• _Text under study_
The government has approved the creation of a social fund for the people living around coal-fired power plants to be built in the country.
Bangladesh looks to produce 30,000 megawatts of power by 2020 and 40,000 megawatts by 2030 and half of it will be coal-based power plants.
The approval came Monday at a cabinet meeting after a proposal from the Power Division.
The cabinet gave its approval to the proposal on 'Fund for Social Development of the Project Area of Coal-based Power Plants and Operation Policy, 2015'.
Prime Minister Sheikh Hasina presided over the meeting at Bangladesh Secretariat.
"The Power Division proposed for creating the fund with a tariff of three paisa on consumption of per unit of electricity," cabinet secretary Muhammad Musharraf Hossain Bhuiyan told reporters after the meeting.
He said that committees will be formed with the local people for operation of the fund.
The council of ministers also approved the 'Bangladesh Petroleum Corporation Act, 2015'. It will be an updated version of the previous law- 'Bangladesh Petroleum Corporation Act, 1976'.
The draft law has proposed to increase the number of full-time directors to seven from the existing five.
"The cabinet asked the corporation to create posts of professional accountants for development of the financial management of the organisation," Mr Bhuiyan said.
He, however, said that the cabinet has rejected a proposal for forming energy and mineral resources ministry and shifting the head office of Petrobangla from Dhaka to Chittagong.
It also approved the draft the 'Civil Servant (Married with Foreign National) Act-2015' which is a new updated Bangla version of the 'Civil Servant (Married with Foreign National) Act-1976'.
The ordinance and amendment brought to the law in 2008 and 2009 were incorporated in the new version.
The 'Civil Servant (Married with Foreign National) Act' was enacted first in 1976 paving the way for civil servants except diplomats to marry foreign nationals with the permission from the President.

• _Explore the material_
1 > Write out the part of the cabinet report from "Prime Minister Sheikh" up to and including "of the fund.", replacing "committees" with "panels".
2 > Carry on the report about the Bangladesh cabinet's approvals from where it stops.

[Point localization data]
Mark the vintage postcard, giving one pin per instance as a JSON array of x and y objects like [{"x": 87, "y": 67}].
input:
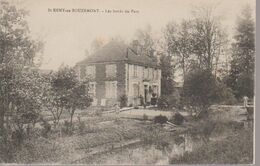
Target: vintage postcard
[{"x": 127, "y": 82}]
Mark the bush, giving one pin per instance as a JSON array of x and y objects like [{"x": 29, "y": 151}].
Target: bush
[
  {"x": 235, "y": 149},
  {"x": 81, "y": 127},
  {"x": 200, "y": 89},
  {"x": 162, "y": 103},
  {"x": 177, "y": 119},
  {"x": 160, "y": 119},
  {"x": 168, "y": 102},
  {"x": 46, "y": 128},
  {"x": 145, "y": 117}
]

• _Task-by-task results_
1 >
Prime Minister Sheikh Hasina presided over the meeting at Bangladesh Secretariat.
"The Power Division proposed for creating the fund with a tariff of three paisa on consumption of per unit of electricity," cabinet secretary Muhammad Musharraf Hossain Bhuiyan told reporters after the meeting.
He said that panels will be formed with the local people for operation of the fund.

2 >
The law was further amended through an ordinance in 2008 giving the same permission for diplomats. The ordinance was passed as a law in the parliament in 2009.
The cabinet approved the draft 'Battalion Ansar (Amendment) Act, 2015' that proposed to incorporate the provision of 'Force Retirement' in the 'Battalion Ansar Act, 1995' for any offense of the members of the battalion.
The cabinet gave directives to the ministry of home affairs to incorporate the provision of punishment with main law for mutiny in the force.
It also asked the ministry to follow the new law of the Bangladesh Border Guard (BGB) and reducing the existing time-limit of making permanent the service of an Embodied Ansar as a Battalion Ansar from nine years to six years.
All the drafts of the laws were placed in the cabinet meeting in Bangla following the directive of the apex court of the country and subsequent decision of the cabinet, the cabinet secretary said.
The cabinet also discussed the law and order situation in the Chittagong Hill Tracts. It asked to gear up the joint forces operations in the region following the recovery of bombs and explosives in Chittagong last month, a member of the cabinet preferring anonymity told the FE.